--- Entries provided Enclosed Below ---
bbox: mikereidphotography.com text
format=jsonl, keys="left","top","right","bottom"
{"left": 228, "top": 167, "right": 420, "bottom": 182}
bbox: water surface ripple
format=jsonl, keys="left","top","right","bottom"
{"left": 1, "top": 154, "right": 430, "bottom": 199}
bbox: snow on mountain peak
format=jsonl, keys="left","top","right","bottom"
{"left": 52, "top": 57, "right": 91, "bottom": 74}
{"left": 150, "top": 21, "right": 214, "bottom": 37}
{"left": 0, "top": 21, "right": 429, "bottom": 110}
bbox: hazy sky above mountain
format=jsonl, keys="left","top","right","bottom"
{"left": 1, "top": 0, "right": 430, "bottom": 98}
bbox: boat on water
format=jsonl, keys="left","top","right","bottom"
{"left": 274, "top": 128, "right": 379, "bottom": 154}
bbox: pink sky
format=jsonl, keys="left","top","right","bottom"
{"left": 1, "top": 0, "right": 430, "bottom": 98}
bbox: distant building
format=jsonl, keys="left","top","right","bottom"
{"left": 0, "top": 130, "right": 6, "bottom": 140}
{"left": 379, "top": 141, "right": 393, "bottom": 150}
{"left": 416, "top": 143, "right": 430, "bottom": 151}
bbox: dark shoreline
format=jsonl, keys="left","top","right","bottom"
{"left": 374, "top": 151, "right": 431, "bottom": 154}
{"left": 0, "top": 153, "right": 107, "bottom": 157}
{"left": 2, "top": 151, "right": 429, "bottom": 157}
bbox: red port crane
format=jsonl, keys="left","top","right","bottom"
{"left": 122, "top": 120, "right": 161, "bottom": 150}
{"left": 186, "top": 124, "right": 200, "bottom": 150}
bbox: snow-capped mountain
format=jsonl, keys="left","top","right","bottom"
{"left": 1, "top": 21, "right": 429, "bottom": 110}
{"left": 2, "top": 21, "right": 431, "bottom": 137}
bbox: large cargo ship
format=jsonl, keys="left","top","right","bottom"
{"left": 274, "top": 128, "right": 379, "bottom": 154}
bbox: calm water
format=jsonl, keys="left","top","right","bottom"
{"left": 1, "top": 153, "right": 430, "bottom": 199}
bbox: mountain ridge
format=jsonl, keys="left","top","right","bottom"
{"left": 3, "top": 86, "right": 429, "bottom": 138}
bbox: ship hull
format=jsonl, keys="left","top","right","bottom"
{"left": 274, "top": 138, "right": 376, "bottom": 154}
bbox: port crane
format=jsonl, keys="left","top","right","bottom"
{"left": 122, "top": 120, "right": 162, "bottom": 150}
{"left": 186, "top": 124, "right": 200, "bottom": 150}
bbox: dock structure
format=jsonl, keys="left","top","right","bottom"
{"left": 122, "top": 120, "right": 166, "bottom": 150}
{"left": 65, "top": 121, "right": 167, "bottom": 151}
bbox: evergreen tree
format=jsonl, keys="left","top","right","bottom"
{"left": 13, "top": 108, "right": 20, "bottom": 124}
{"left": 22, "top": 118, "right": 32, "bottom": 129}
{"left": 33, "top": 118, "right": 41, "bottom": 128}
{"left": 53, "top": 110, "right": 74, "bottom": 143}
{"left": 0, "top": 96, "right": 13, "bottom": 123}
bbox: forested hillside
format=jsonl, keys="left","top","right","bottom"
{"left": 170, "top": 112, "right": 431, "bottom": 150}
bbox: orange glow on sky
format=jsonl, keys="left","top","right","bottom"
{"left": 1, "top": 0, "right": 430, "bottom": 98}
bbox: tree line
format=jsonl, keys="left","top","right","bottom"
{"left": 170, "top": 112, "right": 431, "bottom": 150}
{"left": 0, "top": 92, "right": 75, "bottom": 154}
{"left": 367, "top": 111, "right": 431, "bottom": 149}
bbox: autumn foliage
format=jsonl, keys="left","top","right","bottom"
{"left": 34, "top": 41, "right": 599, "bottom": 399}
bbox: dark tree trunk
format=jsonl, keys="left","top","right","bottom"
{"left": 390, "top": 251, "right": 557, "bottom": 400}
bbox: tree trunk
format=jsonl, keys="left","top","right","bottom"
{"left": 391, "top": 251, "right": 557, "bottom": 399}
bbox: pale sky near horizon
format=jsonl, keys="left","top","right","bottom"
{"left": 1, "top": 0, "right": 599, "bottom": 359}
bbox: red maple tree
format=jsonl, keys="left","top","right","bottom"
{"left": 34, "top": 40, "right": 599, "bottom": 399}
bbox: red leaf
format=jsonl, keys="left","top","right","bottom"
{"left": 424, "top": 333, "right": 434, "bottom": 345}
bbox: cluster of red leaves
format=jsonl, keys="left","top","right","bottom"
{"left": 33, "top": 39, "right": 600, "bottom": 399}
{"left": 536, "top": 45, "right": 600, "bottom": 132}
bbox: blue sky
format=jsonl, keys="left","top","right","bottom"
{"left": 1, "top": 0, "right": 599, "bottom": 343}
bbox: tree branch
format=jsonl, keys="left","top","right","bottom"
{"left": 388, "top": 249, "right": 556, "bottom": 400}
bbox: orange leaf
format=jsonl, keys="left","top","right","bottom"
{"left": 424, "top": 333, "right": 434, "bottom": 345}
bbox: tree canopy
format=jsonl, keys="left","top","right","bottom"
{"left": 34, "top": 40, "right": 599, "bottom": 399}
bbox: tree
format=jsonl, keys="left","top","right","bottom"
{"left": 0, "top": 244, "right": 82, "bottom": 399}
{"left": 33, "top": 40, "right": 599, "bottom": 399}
--- End of Enclosed Entries provided ---
--- Entries provided Enclosed Below ---
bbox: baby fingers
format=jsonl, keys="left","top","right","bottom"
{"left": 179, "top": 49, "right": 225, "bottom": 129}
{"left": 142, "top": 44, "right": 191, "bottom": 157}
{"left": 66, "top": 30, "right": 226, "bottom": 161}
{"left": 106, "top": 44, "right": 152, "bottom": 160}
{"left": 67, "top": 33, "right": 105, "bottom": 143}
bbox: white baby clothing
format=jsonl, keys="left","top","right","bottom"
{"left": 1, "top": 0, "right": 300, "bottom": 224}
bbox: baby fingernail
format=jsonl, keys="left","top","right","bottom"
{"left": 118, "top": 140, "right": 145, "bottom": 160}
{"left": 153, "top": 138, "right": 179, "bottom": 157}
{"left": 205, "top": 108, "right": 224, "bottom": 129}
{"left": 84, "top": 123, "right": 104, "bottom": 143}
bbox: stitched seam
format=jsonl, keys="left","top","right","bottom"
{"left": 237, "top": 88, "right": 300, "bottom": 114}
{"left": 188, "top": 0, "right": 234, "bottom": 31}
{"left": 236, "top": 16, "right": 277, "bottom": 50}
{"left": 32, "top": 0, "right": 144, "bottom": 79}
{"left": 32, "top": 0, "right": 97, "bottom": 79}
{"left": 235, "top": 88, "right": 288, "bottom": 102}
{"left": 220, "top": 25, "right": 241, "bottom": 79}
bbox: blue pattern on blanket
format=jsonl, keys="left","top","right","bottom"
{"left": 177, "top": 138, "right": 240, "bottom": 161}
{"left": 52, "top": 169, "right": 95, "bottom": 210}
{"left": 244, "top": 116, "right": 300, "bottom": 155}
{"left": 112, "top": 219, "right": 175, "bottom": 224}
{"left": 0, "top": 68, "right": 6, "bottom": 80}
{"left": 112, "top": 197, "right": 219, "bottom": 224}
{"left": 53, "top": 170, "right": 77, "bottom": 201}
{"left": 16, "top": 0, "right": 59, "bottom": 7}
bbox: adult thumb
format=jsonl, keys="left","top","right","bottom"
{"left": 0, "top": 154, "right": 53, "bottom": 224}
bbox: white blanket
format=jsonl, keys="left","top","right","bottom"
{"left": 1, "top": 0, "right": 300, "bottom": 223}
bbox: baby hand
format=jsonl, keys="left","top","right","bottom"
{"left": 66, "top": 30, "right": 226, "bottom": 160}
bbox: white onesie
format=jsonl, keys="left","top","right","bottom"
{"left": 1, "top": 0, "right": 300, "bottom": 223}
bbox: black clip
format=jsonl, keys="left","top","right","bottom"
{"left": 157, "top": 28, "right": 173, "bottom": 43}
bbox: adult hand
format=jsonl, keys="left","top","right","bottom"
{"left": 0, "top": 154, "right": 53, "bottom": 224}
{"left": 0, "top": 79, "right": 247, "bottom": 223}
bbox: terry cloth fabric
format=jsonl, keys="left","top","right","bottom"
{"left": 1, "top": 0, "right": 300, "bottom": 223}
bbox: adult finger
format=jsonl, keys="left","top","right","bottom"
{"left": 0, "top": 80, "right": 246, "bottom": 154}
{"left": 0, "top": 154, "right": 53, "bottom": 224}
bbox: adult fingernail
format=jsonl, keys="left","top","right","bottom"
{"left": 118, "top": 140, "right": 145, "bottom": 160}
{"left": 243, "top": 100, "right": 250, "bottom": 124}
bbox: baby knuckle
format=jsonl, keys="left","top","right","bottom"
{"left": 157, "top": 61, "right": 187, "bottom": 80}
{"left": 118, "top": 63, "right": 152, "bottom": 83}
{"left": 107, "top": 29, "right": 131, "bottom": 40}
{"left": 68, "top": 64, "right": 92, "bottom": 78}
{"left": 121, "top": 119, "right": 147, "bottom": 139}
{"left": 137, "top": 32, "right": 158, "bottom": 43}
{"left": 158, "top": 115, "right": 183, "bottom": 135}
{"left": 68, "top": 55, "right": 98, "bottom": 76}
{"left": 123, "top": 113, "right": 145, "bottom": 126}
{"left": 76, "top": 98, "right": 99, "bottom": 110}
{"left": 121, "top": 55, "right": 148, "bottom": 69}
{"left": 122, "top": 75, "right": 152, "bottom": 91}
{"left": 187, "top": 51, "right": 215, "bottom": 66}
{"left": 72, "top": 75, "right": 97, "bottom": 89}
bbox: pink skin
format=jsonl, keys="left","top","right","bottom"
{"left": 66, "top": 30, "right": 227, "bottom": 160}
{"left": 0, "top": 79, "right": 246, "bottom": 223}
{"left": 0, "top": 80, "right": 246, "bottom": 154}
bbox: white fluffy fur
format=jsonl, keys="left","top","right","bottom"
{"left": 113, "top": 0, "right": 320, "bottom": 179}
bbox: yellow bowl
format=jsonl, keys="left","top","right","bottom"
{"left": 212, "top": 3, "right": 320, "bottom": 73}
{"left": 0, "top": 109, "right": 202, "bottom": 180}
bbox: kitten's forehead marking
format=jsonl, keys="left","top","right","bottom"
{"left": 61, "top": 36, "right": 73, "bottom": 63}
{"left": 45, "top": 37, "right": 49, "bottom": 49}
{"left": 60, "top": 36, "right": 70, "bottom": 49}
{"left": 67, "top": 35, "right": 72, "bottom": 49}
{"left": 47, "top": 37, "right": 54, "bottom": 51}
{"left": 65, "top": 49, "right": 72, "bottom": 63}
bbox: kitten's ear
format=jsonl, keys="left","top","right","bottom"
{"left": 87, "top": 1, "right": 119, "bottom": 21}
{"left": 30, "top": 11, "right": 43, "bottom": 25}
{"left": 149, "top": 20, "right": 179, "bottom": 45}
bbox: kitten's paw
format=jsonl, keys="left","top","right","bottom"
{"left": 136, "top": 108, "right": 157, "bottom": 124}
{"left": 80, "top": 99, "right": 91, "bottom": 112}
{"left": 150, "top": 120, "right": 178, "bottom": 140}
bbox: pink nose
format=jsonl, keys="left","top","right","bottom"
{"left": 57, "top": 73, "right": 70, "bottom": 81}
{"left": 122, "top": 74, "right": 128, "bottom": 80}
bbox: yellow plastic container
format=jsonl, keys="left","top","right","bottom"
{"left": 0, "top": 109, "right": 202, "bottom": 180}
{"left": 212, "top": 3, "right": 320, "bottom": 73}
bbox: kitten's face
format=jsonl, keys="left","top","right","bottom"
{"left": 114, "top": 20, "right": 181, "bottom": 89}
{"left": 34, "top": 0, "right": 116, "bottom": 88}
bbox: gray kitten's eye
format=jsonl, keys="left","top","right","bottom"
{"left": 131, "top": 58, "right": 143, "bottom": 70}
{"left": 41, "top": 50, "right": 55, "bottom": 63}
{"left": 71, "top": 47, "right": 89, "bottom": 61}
--- End of Enclosed Entries provided ---
▶ **Task statement**
From the listing above, the lines starting with the one that has "bbox: mountain ridge" and running through the one that has "bbox: pale sky near horizon" should be copied exactly, ends included.

▶ **Solution to this problem**
bbox: mountain ridge
format=jsonl, keys="left","top","right","bottom"
{"left": 3, "top": 86, "right": 429, "bottom": 138}
bbox: ship hull
format=jsonl, keys="left","top","right","bottom"
{"left": 274, "top": 138, "right": 376, "bottom": 154}
bbox: port crane
format=jsonl, keys="left","top","right","bottom"
{"left": 122, "top": 120, "right": 162, "bottom": 150}
{"left": 186, "top": 124, "right": 200, "bottom": 150}
bbox: dock structure
format=jsonl, keys="left","top","right","bottom"
{"left": 122, "top": 120, "right": 166, "bottom": 150}
{"left": 65, "top": 121, "right": 167, "bottom": 151}
bbox: evergreen tree
format=jsonl, keys="left","top","right","bottom"
{"left": 13, "top": 108, "right": 20, "bottom": 124}
{"left": 22, "top": 118, "right": 32, "bottom": 129}
{"left": 33, "top": 118, "right": 41, "bottom": 128}
{"left": 53, "top": 110, "right": 74, "bottom": 143}
{"left": 0, "top": 96, "right": 13, "bottom": 123}
bbox: forested hillside
format=jsonl, keys="left","top","right","bottom"
{"left": 170, "top": 112, "right": 431, "bottom": 150}
bbox: orange glow on sky
format=jsonl, keys="left","top","right","bottom"
{"left": 1, "top": 0, "right": 430, "bottom": 98}
bbox: tree line
format=jsonl, keys="left","top","right","bottom"
{"left": 170, "top": 112, "right": 431, "bottom": 150}
{"left": 0, "top": 92, "right": 75, "bottom": 154}
{"left": 367, "top": 111, "right": 431, "bottom": 149}
bbox: autumn foliage
format=jsonl, keys="left","top","right","bottom"
{"left": 34, "top": 41, "right": 599, "bottom": 399}
bbox: dark tree trunk
format=jsonl, keys="left","top","right","bottom"
{"left": 390, "top": 251, "right": 557, "bottom": 400}
bbox: tree trunk
format=jsonl, keys="left","top","right","bottom"
{"left": 391, "top": 251, "right": 557, "bottom": 399}
bbox: pale sky near horizon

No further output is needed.